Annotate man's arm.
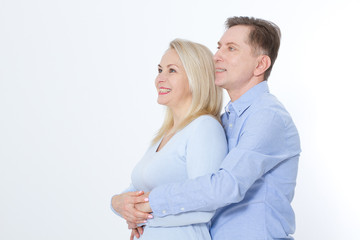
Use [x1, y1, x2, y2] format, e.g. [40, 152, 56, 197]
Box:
[149, 109, 300, 217]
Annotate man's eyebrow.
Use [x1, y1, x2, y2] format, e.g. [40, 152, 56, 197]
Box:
[217, 41, 240, 47]
[226, 42, 240, 47]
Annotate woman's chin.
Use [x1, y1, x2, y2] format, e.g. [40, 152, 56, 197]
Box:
[157, 99, 168, 106]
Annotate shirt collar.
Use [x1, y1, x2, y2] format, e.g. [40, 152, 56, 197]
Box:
[225, 81, 269, 117]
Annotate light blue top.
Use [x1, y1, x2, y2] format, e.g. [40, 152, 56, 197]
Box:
[124, 115, 228, 240]
[149, 81, 301, 239]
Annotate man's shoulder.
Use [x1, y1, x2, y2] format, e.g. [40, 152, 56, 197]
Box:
[240, 92, 299, 135]
[251, 92, 290, 118]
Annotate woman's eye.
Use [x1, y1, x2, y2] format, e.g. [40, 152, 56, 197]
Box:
[169, 68, 176, 73]
[158, 68, 162, 73]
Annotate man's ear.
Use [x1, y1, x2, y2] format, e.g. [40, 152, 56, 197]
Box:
[254, 55, 271, 77]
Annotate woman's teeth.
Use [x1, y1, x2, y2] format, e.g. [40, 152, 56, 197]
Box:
[159, 88, 171, 93]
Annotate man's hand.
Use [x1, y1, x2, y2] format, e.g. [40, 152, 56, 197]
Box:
[135, 192, 152, 213]
[111, 191, 152, 223]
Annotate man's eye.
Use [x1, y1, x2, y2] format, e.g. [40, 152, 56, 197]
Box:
[158, 68, 162, 73]
[229, 46, 235, 51]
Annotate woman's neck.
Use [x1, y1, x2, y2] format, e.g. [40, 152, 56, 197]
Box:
[169, 102, 191, 128]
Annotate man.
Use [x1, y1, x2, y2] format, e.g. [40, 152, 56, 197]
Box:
[112, 16, 301, 239]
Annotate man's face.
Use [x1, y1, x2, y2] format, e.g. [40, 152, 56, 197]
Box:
[214, 25, 259, 95]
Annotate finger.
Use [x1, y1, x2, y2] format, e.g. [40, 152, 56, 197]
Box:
[135, 202, 152, 213]
[125, 216, 146, 225]
[134, 228, 140, 239]
[124, 195, 148, 205]
[126, 221, 137, 229]
[138, 226, 144, 235]
[133, 212, 153, 224]
[134, 219, 147, 224]
[130, 208, 152, 221]
[128, 191, 144, 197]
[130, 230, 135, 240]
[122, 204, 152, 223]
[133, 195, 149, 204]
[124, 212, 148, 224]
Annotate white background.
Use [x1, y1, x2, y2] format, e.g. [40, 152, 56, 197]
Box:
[1, 0, 360, 239]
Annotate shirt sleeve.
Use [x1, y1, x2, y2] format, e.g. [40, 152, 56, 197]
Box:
[121, 183, 138, 193]
[149, 109, 299, 216]
[146, 116, 228, 226]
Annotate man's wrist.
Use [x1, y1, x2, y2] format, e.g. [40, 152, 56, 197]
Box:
[135, 201, 152, 213]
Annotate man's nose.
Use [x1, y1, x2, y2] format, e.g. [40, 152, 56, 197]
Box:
[213, 49, 223, 62]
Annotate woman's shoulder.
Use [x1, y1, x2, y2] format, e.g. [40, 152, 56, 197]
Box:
[189, 114, 222, 128]
[192, 114, 220, 125]
[186, 115, 227, 154]
[176, 115, 225, 142]
[185, 115, 224, 135]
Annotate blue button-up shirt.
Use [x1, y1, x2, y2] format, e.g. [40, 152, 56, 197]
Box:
[149, 81, 301, 239]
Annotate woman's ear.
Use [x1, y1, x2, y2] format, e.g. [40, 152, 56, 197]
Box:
[254, 55, 271, 77]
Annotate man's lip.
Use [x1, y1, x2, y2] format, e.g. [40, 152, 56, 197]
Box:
[215, 68, 227, 73]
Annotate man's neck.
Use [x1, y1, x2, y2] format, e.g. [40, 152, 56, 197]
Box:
[228, 79, 264, 102]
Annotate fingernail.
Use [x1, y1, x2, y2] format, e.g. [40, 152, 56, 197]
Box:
[138, 191, 143, 194]
[144, 198, 149, 202]
[143, 220, 147, 223]
[148, 215, 153, 219]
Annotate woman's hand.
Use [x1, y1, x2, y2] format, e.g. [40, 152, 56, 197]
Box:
[111, 191, 151, 223]
[130, 226, 144, 240]
[127, 221, 144, 240]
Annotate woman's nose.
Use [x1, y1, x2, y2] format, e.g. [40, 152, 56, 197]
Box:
[155, 74, 166, 84]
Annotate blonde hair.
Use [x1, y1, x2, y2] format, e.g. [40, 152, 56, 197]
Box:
[152, 38, 223, 144]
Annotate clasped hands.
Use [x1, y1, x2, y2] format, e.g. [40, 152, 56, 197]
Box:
[111, 191, 153, 239]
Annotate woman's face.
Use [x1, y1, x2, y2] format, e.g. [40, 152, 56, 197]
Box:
[155, 49, 192, 113]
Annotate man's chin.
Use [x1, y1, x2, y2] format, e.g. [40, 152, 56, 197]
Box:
[214, 79, 225, 88]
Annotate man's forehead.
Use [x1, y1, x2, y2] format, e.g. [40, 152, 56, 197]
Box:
[217, 41, 240, 46]
[218, 25, 251, 45]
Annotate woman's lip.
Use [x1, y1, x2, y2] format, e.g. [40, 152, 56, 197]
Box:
[158, 87, 171, 95]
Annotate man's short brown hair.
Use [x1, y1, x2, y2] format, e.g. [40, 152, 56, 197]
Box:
[226, 16, 281, 80]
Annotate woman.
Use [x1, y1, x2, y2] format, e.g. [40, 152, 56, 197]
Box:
[112, 39, 227, 240]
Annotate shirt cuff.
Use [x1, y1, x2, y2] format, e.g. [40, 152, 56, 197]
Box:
[149, 185, 172, 217]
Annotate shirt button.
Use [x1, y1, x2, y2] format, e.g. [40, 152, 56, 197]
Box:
[229, 124, 233, 128]
[180, 207, 185, 211]
[162, 210, 166, 214]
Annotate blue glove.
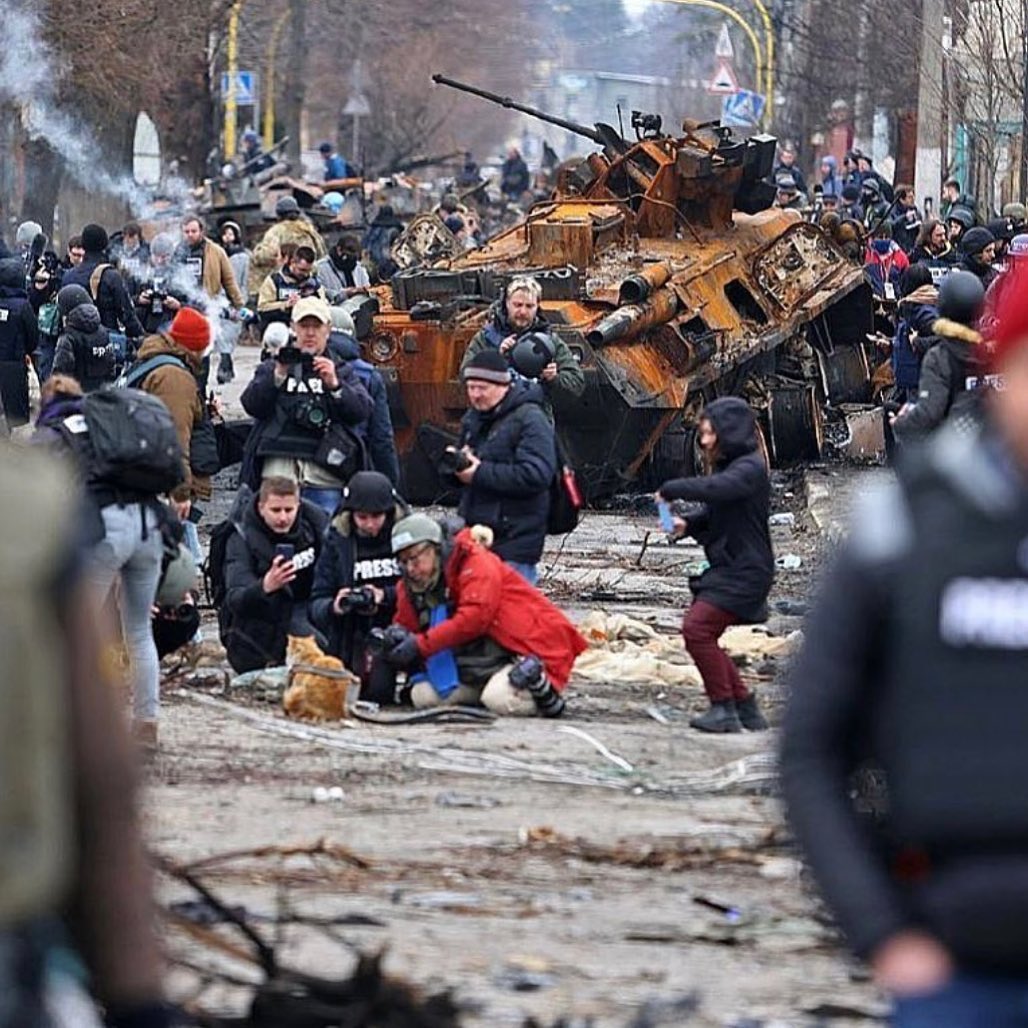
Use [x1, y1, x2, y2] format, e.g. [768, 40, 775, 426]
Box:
[384, 628, 420, 668]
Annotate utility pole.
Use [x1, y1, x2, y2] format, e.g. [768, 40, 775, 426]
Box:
[284, 0, 306, 168]
[915, 0, 945, 211]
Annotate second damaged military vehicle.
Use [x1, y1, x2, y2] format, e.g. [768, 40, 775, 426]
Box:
[363, 76, 874, 501]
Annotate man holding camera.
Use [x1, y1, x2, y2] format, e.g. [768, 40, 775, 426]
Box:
[309, 470, 406, 702]
[222, 476, 328, 673]
[241, 296, 372, 514]
[448, 350, 556, 585]
[133, 233, 186, 336]
[256, 244, 328, 329]
[460, 275, 584, 416]
[374, 513, 587, 715]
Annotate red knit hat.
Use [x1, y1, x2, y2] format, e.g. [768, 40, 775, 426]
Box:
[168, 307, 211, 352]
[987, 263, 1028, 369]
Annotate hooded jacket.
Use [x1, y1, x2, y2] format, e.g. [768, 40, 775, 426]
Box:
[309, 505, 404, 665]
[223, 493, 329, 673]
[327, 331, 400, 484]
[461, 301, 585, 408]
[52, 303, 118, 392]
[131, 334, 207, 501]
[457, 379, 557, 565]
[659, 397, 774, 622]
[315, 253, 371, 302]
[893, 318, 989, 442]
[393, 527, 588, 688]
[892, 285, 939, 393]
[61, 254, 144, 338]
[0, 257, 37, 425]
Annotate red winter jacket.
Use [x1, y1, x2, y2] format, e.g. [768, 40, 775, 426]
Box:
[393, 529, 587, 689]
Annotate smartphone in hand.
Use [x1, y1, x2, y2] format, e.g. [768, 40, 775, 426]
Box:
[274, 543, 295, 563]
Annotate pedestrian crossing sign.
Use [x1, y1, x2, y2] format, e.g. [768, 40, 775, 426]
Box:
[721, 89, 766, 127]
[706, 59, 739, 95]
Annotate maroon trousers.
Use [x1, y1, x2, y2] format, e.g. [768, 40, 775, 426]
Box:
[681, 599, 750, 704]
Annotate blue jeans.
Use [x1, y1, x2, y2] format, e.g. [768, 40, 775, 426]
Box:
[894, 973, 1028, 1027]
[301, 485, 342, 516]
[87, 504, 163, 720]
[505, 561, 538, 586]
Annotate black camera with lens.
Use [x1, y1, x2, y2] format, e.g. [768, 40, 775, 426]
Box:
[276, 344, 306, 366]
[292, 396, 330, 432]
[148, 278, 170, 315]
[341, 585, 377, 614]
[367, 623, 410, 656]
[438, 446, 472, 477]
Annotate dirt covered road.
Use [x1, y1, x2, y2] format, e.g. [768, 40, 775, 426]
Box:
[148, 342, 888, 1026]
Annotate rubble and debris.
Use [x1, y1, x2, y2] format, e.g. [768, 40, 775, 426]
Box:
[774, 554, 803, 570]
[768, 512, 796, 527]
[434, 792, 502, 809]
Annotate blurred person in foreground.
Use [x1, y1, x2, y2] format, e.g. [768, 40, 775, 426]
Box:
[0, 443, 169, 1026]
[781, 261, 1028, 1025]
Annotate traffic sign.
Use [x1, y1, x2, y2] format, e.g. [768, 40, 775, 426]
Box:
[707, 59, 739, 95]
[721, 89, 766, 127]
[715, 23, 734, 59]
[221, 71, 257, 106]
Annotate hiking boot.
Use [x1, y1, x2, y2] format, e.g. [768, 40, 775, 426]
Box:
[690, 700, 743, 733]
[736, 693, 769, 731]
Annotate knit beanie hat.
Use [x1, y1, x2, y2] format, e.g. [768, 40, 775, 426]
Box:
[168, 307, 211, 352]
[57, 283, 92, 317]
[462, 349, 511, 384]
[959, 226, 994, 258]
[81, 224, 109, 254]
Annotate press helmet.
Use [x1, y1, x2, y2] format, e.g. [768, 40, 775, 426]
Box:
[937, 269, 985, 326]
[510, 331, 557, 379]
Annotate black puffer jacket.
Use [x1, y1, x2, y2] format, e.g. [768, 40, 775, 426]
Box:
[62, 255, 144, 338]
[309, 506, 403, 665]
[0, 258, 37, 425]
[223, 495, 329, 673]
[52, 303, 118, 392]
[241, 353, 372, 472]
[659, 397, 774, 622]
[457, 380, 557, 565]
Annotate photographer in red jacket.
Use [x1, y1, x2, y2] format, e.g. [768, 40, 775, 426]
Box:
[376, 513, 587, 716]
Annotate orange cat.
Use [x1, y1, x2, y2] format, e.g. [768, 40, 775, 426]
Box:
[282, 635, 357, 722]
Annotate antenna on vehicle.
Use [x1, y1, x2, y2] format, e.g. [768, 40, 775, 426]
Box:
[616, 103, 625, 141]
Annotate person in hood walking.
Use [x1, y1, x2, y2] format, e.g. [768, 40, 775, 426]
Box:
[958, 226, 998, 289]
[0, 256, 37, 426]
[315, 236, 371, 303]
[892, 270, 989, 443]
[819, 154, 841, 199]
[780, 261, 1028, 1027]
[309, 470, 406, 701]
[461, 276, 584, 415]
[61, 224, 144, 340]
[452, 350, 557, 584]
[657, 398, 774, 733]
[216, 219, 251, 384]
[51, 284, 120, 392]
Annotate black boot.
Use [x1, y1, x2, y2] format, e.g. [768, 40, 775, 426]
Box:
[736, 693, 769, 731]
[510, 655, 565, 718]
[690, 700, 742, 733]
[216, 352, 234, 384]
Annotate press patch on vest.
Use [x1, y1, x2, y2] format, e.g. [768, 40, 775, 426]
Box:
[0, 310, 9, 322]
[292, 546, 316, 571]
[354, 557, 400, 581]
[940, 577, 1028, 648]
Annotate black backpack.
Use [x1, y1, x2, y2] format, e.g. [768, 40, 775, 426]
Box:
[83, 388, 185, 495]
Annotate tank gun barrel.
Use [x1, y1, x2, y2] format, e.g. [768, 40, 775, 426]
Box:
[431, 74, 617, 150]
[586, 288, 679, 348]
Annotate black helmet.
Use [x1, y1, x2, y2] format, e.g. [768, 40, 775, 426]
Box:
[342, 471, 396, 513]
[937, 269, 985, 326]
[510, 331, 557, 379]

**Problem**: If a line in the entries holds the string "helmet", copy it.

**Result of the task**:
Annotate press helmet.
Annotate black helmet.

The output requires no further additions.